• _Actions to take_
[A] Please reproduce verbatim the part of the I-SPY 2 abstract that opens with the words containing "The I-SPY 2 TRIAL enrolls" and closes with "tumor-infiltrating  lymphocytes (sTILs).".
[B] According to the I-SPY 2 abstract, how many patients were in the pilot study cohort?
[C] Continue the I-SPY 2 abstract from its last sentence.
*** Opening of Page extract ***
Abstract No. 
P6-10-02
2019 San Antonio Breast Cancer Symposium
December 10-14
2019

Assessing biomarkers to inform treatment de-escalation: mid-treatment biopsy cellularity predicts pCR in the I-SPY 2 TRIAL

Venters SJ, Wolf DM, Brown-Swigart L, Yau C, Delson AL, Parker B, Balassanian R, Carter J, Chen Y, Cole K, Khazai L, Klein M, Kokh D, Krings G, Sahoo S, Wei J, I-SPY Trial Consortium, Esserman LJ, van 't Veer LJ, Symmans WF

Background

The I-SPY 2 TRIAL enrolls women with locally advanced, molecular high-risk breast cancer. An integrated Residual Cancer Burden (iRCB), based on MRI volume change through treatment, is used to predict pathologic complete response (pCR) in the randomization/evaluation Bayesian engine. With the goal of effective de-escalation of treatment for patients exhibiting an early response, biomarkers are being assessed for their ability to predict pCR, alone or with MR data, during treatment. Here, we present the results of a pilot study to examine if invasive tumor cellularity in mid-treatment tissue core biopsies predicts pCR in a 40-patient cohort of I-SPY 2 patients. Other pathologic variables evaluated include Ki67, tumoral histologic features, and stromal tumor-infiltrating  lymphocytes (sTILs).
*** Close of Page extract ***
*** Opening of Records shown ***
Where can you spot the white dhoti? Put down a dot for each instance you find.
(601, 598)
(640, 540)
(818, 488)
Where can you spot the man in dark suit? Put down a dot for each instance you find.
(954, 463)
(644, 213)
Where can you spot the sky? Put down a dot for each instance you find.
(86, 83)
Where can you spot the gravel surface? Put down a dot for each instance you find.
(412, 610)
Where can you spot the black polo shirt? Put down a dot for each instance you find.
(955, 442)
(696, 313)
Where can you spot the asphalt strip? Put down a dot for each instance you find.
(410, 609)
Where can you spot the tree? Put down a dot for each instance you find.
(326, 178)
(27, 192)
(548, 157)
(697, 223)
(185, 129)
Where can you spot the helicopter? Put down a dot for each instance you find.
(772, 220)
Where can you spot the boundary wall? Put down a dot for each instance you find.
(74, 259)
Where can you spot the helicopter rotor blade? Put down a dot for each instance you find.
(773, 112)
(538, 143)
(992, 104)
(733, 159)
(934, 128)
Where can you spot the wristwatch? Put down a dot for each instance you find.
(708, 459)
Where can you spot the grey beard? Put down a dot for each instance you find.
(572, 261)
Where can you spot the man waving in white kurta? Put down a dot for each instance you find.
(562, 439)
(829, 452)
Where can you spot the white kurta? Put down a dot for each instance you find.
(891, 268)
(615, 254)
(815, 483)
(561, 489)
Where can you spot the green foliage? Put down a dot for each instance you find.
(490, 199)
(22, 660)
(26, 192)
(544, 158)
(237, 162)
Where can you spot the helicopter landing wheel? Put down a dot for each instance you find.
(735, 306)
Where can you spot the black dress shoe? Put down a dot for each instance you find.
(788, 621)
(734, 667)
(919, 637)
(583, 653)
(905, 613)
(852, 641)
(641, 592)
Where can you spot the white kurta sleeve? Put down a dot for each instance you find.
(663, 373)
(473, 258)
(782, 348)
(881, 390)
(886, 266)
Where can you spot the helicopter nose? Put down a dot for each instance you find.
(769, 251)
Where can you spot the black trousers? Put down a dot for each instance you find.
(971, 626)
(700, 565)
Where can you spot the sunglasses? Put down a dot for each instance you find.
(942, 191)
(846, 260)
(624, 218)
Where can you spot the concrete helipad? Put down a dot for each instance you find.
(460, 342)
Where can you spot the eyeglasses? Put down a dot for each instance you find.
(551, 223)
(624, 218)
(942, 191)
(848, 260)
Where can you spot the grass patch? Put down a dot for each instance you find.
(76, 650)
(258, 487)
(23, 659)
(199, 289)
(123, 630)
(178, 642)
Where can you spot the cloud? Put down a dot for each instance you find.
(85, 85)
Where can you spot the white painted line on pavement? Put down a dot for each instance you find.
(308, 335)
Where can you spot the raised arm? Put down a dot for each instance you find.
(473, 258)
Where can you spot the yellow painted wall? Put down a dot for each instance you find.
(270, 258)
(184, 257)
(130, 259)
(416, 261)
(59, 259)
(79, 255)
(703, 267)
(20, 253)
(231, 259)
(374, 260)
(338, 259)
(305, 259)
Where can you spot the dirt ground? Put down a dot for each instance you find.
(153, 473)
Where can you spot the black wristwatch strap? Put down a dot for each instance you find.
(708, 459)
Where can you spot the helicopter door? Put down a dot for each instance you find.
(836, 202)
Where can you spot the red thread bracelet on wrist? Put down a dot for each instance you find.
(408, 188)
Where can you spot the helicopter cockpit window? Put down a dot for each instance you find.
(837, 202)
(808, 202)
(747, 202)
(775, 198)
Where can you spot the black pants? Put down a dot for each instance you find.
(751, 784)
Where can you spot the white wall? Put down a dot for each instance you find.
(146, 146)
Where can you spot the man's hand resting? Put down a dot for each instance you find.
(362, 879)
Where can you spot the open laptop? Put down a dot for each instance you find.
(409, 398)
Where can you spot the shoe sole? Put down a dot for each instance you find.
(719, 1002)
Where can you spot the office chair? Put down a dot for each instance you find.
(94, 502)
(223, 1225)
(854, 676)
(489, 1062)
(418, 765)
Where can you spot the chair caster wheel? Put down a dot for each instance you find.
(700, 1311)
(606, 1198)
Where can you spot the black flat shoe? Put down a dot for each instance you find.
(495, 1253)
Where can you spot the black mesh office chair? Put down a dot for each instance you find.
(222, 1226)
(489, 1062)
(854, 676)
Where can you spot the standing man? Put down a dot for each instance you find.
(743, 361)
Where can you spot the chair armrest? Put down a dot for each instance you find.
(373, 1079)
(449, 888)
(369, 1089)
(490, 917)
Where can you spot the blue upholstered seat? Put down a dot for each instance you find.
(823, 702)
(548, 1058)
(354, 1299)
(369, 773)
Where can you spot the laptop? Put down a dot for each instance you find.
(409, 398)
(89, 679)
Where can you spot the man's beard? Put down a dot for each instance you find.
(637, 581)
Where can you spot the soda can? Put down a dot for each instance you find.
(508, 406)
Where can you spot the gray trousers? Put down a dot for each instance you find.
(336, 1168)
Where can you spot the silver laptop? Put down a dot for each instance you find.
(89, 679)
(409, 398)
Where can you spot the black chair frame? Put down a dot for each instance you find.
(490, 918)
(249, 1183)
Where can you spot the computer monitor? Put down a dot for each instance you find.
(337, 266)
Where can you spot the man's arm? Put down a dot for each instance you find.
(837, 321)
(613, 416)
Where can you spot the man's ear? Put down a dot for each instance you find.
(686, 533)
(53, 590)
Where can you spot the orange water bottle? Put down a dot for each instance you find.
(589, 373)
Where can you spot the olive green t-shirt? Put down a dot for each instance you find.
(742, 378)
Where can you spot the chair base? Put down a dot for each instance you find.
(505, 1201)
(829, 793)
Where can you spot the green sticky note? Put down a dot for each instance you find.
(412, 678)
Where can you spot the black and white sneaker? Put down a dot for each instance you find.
*** Close of Records shown ***
• _Task-by-task answers_
[A]
The I-SPY 2 TRIAL enrolls women with locally advanced, molecular high-risk breast cancer. An integrated Residual Cancer Burden (iRCB), based on MRI volume change through treatment, is used to predict pathologic complete response (pCR) in the randomization/evaluation Bayesian engine. With the goal of effective de-escalation of treatment for patients exhibiting an early response, biomarkers are being assessed for their ability to predict pCR, alone or with MR data, during treatment. Here, we present the results of a pilot study to examine if invasive tumor cellularity in mid-treatment tissue core biopsies predicts pCR in a 40-patient cohort of I-SPY 2 patients. Other pathologic variables evaluated include Ki67, tumoral histologic features, and stromal tumor-infiltrating  lymphocytes (sTILs).

[B] 40 patients.

[C]
Methods

I-SPY 2 TRIAL pathologists (N=4) were provided images of H&E-stained and Ki67 IHC- labelled (DAKO/Agilent, clone MIB-1) core biopsy sections from 40 patients at the inter-regimen time point, ~12-weeks into treatment. Of the 40 patients, 35 had 4 cores, 3 had 3 cores, and 2 had 2 cores assessed. In total, images from 153 cores were evaluated. For each core, pathologists were asked to score the % area occupied by tumor bed (treatment changes and/or residual cancer), % of viable invasive tumor (0-100%) within tumor bed (with Nottingham grading, % Ki67 labelled, and % sTILs, using standardized guidelines). As decided by the pathologist group, only cores with identified tumor bed were included in the initial analysis. Concordance between pathologists was assessed for all scored criteria, using % agreement for dichotomous variables, and Pearson correlation (r)/standard deviation (sd) for continuous variables. The maximum and average cellularity recorded over all cores/patient, averaged over all pathologists, were analyzed for association with pCR using t-tests (significance threshold: p<0.05). Fisher’s Exact test was used for dichotomous variables, and Pearson’s correlation for association of continuous variables with the residual cancer burden (RCB) index.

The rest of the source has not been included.